Tonight in old Parliament House in Canberra, Kevin Rudd and Tony Abbott will digitally prostrate themselves before the movers and shakers in the conservative Christian community, participating in an internet discussion around faith, policy and the political agenda of evangelical and fundamentalist church groups around Australia.

Organiser Jim Wallace, from the Australian Christian Lobby (ACL), claims that about 100,000 people logged onto the webcast last time for the pre-election discussion with Howard and Rudd, and that this time he hopes for 300,000 participants. Whether these numbers are real or imagined, the professed influence of the religious right is certainly open to question

In December last year, an analysis by Dr Rodney Smith, from the Department of Government and International Relations at Sydney University, found that the supposed electoral clout of the religious right was a myth, and that it had no influence on the 2007 federal election.

Dr Smith also makes the claim that “Labor under Kevin Rudd made no attempt to court the Christian right … during the 2007 election campaign” — but on this point I strongly disagree.

If my sources are reliable, then Rudd gave two specific yet covert commitments to Wallace in 2007 in the hope of attracting Christian voters: first, he promised to quash any attempts by the Stanhope government in the ACT to enact a civil union scheme for same-sex couples that included any element of ceremony, and second; he promised to censor the internet within three years.

## Given instruction
From the article above on the Christian lobby webcast, quote word for word the passage starting at "In December last" and ending at "2007 federal election.".

## Dataset rows
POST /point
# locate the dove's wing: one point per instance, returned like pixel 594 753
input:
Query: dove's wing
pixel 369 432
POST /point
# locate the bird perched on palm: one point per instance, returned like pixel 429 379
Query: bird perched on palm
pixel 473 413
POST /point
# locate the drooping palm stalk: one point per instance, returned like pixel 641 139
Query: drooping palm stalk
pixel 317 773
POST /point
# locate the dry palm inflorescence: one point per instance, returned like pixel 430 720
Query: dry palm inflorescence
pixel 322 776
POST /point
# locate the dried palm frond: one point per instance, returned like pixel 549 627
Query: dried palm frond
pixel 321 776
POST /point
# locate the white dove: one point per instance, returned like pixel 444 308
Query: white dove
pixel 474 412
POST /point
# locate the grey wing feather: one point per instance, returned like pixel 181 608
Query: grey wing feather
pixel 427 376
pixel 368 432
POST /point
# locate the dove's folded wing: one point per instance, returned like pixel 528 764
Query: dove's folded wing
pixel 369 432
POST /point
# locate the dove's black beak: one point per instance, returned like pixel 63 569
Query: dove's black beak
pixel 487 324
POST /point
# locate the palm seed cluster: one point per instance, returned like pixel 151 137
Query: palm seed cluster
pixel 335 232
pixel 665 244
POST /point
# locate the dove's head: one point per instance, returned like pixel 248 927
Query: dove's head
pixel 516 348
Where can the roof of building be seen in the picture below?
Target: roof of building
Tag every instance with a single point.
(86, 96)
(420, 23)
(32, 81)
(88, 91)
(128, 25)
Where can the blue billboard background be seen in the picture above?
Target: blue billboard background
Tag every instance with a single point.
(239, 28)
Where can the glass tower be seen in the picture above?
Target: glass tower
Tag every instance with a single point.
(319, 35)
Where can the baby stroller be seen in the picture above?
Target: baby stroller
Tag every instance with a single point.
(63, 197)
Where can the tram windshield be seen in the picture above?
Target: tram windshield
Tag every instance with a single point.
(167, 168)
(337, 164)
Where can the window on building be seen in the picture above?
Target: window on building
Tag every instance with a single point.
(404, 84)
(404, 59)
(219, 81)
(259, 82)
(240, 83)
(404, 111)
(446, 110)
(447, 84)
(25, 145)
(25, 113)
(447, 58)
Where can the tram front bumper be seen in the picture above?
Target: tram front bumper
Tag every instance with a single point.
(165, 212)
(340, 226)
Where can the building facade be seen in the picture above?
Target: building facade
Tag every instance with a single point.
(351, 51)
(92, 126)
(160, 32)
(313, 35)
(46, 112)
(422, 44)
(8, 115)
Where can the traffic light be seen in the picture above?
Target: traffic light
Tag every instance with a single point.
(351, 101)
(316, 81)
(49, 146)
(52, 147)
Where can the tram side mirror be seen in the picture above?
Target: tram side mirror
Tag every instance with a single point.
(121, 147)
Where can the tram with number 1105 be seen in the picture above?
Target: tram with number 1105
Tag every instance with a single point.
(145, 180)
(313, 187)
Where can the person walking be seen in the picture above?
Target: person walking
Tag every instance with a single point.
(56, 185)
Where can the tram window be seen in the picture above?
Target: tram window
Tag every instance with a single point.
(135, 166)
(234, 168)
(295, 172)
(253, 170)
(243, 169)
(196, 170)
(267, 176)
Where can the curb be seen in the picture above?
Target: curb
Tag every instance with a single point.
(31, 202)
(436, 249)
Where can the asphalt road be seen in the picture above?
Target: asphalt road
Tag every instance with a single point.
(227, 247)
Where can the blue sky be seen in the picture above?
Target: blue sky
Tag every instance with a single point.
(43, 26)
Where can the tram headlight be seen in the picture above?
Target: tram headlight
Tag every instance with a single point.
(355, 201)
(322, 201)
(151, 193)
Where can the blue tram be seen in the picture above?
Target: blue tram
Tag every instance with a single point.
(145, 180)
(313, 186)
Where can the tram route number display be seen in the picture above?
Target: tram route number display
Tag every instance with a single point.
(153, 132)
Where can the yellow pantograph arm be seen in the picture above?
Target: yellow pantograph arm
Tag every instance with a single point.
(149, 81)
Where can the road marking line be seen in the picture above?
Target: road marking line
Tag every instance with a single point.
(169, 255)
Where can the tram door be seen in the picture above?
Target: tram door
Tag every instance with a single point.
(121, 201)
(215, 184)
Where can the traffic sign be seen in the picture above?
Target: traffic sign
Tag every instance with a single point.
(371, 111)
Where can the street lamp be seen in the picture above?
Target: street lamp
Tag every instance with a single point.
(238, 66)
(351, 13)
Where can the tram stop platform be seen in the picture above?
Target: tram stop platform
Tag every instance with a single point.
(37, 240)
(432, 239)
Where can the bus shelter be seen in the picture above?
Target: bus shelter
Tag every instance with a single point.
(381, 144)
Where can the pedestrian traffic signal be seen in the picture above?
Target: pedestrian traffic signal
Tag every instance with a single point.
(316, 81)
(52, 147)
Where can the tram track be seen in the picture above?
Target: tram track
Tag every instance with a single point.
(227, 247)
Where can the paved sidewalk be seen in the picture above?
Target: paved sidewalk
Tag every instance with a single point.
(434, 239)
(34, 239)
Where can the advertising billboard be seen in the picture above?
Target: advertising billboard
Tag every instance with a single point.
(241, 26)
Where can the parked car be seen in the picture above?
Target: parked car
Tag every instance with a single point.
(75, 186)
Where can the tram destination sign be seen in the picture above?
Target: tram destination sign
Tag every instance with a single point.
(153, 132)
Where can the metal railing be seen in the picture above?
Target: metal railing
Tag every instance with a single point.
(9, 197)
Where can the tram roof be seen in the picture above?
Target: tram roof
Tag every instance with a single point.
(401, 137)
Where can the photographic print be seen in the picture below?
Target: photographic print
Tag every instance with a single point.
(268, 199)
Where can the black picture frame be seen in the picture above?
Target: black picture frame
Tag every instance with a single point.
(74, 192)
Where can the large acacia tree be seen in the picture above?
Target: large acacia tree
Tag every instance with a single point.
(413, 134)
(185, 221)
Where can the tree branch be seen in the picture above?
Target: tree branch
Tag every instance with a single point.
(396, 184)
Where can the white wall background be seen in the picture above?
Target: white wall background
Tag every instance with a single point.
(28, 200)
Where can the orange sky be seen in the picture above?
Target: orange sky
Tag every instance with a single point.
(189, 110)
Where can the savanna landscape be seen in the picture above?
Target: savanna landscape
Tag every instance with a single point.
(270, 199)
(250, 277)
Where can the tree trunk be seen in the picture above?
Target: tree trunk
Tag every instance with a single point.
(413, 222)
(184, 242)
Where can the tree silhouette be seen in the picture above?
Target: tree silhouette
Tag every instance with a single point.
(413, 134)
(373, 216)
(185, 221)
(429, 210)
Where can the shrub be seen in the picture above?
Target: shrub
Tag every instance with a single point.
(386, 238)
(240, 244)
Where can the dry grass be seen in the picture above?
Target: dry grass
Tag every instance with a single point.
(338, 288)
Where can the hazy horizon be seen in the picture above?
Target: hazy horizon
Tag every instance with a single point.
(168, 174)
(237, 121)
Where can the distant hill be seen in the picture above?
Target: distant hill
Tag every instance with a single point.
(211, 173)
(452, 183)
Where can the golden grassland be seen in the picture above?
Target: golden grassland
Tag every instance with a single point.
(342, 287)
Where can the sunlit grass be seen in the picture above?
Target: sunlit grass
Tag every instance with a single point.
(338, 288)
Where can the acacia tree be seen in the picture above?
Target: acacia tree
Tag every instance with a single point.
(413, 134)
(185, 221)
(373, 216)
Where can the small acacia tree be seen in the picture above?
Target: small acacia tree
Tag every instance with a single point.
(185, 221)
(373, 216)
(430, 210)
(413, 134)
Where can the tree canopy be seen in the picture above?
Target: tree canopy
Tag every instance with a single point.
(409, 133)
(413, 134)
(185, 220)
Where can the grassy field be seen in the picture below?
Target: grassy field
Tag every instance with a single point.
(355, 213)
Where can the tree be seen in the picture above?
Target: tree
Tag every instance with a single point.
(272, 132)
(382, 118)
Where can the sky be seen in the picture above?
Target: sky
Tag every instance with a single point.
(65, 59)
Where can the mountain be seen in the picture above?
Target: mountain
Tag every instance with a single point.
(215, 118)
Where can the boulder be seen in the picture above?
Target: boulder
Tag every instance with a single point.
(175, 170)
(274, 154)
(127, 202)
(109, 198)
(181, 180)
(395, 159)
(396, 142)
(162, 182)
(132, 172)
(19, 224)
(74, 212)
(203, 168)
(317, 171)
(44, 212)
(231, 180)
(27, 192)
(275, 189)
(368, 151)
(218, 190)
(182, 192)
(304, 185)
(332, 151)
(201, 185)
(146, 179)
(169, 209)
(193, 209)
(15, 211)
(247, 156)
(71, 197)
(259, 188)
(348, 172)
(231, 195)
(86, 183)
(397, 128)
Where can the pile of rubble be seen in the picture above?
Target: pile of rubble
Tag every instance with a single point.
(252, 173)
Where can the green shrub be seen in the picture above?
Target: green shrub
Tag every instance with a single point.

## Reply
In December last year, an analysis by Dr Rodney Smith, from the Department of Government and International Relations at Sydney University, found that the supposed electoral clout of the religious right was a myth, and that it had no influence on the 2007 federal election.